Répondez aux questions suivantes à partir du texte sur les tranchées du vignoble.
1. Selon Jules Guyot, dans quels deux cas les défoncements sont-ils indispensables ?
2. Quelle profondeur les creusements peuvent-ils alors atteindre ?
3. Dans quelle région et à quelle période des provins ont-ils pu être réalisés dans les tranchées elles-mêmes ?

◆ **Texte à lire**:

------------------------

En revanche, et bien qu’elles respectent l’orientation préconisée par le Docteur Guyot (ibid., p. 17-18), la morphologie des tranchées pourrait surprendre dans le cas d’un vignoble. Les ceps sont généralement plantés à une faible profondeur et la viticulture ne nécessite donc pas, a priori, des défoncements importants. Toujours selon Jules Guyot, ils ne sont indispensables que lorsque le substrat est riche en pierres ou en cas d’humidité du terrain. Les creusements peuvent alors atteindre 0,60 à 1 m (ibid., p. 13-14). Ces deux conditions sont réunies sur le site de l’ancienne gare routière, où le sous-sol est marqué par la présence de nombreux débris architecturaux et une forte humidité, ce qui explique sans doute, au moins en partie, la profondeur de certaines tranchées.
On pourrait également objecter l’absence de traces de provignage dans la mesure où elles sont régulièrement utilisées comme un critère diagnostic pour identifier un vignoble. Il est cependant possible d’envisager la réalisation de provins dans les tranchées elles-mêmes et non perpendiculairement, à l’image de ce qui a pu être mis en évidence en Roussillon entre le xiie siècle et le milieu du xive siècle (Boissinot et Puig 2005, p. 22-23), ou encore l’absence de recours à cette technique, semble-t-il peu répandue dans les vignobles du Puy-de-Dôme au xixe siècle (Guyot 1863, p. 23-24).

------------------------

[Données enregistrées]

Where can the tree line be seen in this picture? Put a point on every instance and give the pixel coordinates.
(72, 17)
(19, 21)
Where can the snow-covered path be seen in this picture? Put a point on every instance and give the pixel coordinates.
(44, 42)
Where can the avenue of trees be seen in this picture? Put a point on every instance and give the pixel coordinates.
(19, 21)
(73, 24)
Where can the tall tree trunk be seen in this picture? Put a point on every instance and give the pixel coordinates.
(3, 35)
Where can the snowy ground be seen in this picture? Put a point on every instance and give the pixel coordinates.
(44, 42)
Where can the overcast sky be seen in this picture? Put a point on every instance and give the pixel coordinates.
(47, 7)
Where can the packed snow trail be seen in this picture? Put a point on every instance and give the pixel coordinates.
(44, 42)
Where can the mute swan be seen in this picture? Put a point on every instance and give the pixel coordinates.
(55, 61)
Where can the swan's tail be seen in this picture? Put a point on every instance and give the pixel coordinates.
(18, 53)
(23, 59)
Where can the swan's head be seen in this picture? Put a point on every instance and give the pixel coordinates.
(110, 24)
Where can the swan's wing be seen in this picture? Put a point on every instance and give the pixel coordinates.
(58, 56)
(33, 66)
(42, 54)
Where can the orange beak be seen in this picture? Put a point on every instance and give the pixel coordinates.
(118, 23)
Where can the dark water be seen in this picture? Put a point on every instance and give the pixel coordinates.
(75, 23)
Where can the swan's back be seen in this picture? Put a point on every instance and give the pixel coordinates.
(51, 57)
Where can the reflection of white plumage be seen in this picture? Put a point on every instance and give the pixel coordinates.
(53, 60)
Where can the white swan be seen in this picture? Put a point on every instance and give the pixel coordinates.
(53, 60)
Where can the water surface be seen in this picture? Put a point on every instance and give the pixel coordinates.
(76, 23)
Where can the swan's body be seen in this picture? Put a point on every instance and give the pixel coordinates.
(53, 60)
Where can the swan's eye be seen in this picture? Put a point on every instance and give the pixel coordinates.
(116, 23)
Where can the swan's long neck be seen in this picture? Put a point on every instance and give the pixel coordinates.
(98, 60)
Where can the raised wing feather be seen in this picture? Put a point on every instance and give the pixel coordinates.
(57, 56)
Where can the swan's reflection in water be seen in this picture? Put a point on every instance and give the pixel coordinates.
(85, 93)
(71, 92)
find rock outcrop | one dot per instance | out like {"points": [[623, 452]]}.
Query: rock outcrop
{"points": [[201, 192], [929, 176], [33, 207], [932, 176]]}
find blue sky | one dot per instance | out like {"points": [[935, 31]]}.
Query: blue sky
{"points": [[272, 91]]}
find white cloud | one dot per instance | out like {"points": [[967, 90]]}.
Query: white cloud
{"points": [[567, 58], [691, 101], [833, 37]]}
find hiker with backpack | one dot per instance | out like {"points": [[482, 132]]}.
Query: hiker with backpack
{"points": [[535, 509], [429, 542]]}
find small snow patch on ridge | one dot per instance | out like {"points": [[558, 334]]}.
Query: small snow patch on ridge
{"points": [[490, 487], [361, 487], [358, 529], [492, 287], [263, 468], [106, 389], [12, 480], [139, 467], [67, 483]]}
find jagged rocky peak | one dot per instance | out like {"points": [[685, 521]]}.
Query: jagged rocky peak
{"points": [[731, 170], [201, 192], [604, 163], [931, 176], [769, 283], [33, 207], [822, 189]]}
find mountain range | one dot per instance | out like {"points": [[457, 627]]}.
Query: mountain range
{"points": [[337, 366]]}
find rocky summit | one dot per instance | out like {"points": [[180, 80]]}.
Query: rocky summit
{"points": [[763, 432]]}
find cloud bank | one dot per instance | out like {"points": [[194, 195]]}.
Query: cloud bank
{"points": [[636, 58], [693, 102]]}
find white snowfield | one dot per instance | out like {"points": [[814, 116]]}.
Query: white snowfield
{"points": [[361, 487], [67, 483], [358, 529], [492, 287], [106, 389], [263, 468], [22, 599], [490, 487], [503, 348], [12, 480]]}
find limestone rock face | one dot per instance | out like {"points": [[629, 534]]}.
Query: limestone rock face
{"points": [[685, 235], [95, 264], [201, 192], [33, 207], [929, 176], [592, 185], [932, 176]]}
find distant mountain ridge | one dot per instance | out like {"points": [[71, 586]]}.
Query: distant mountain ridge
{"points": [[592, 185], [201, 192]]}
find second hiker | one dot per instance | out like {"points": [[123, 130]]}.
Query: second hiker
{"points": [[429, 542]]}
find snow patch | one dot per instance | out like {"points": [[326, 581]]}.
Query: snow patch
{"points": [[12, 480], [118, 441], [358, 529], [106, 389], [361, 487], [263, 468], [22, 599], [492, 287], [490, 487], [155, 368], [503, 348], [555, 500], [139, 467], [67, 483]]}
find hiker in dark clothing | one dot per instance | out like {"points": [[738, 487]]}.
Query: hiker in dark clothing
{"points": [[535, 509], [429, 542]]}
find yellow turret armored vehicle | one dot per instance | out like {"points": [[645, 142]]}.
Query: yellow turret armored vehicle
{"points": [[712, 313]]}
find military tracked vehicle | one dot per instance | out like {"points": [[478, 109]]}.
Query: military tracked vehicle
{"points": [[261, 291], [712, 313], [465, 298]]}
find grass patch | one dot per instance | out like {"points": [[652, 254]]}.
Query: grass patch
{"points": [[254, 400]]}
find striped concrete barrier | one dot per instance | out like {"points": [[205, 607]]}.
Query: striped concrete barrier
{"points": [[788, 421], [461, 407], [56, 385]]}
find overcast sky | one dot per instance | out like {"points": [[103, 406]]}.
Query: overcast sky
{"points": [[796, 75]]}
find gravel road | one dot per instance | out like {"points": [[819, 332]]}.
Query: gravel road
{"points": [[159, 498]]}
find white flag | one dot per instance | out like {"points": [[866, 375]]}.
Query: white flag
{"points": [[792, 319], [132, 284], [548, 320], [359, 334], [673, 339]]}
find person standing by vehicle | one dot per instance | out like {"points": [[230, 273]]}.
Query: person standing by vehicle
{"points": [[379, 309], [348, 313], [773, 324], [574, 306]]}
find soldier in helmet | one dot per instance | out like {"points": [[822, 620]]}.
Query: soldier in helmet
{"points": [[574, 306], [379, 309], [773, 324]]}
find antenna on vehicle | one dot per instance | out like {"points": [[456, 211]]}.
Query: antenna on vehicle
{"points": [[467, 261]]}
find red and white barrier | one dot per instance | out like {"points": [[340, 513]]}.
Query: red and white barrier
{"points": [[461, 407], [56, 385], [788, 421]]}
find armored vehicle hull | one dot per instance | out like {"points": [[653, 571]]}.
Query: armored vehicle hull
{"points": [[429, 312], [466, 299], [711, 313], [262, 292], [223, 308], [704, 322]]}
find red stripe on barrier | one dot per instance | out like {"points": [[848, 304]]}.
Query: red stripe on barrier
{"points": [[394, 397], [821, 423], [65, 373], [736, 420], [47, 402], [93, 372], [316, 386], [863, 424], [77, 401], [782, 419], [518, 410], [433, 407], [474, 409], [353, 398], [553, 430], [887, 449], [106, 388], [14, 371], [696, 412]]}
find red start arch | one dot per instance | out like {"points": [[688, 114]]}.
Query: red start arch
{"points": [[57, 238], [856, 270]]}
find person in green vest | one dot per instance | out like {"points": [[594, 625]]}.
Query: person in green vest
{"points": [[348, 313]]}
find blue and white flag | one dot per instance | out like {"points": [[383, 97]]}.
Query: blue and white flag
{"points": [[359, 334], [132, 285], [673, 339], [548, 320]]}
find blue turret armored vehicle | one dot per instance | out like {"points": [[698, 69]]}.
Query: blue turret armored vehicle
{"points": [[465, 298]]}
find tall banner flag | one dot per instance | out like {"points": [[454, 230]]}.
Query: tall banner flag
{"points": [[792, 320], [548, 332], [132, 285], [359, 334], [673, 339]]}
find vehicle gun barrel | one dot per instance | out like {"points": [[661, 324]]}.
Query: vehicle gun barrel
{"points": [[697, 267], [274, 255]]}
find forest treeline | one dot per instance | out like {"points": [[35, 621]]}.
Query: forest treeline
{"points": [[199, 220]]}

------------------------

◆ **Réponse rédigée**:
1. Lorsque le substrat est riche en pierres ou en cas d'humidité du terrain.
2. De 0,60 à 1 m.
3. En Roussillon, entre le XIIe siècle et le milieu du XIVe siècle.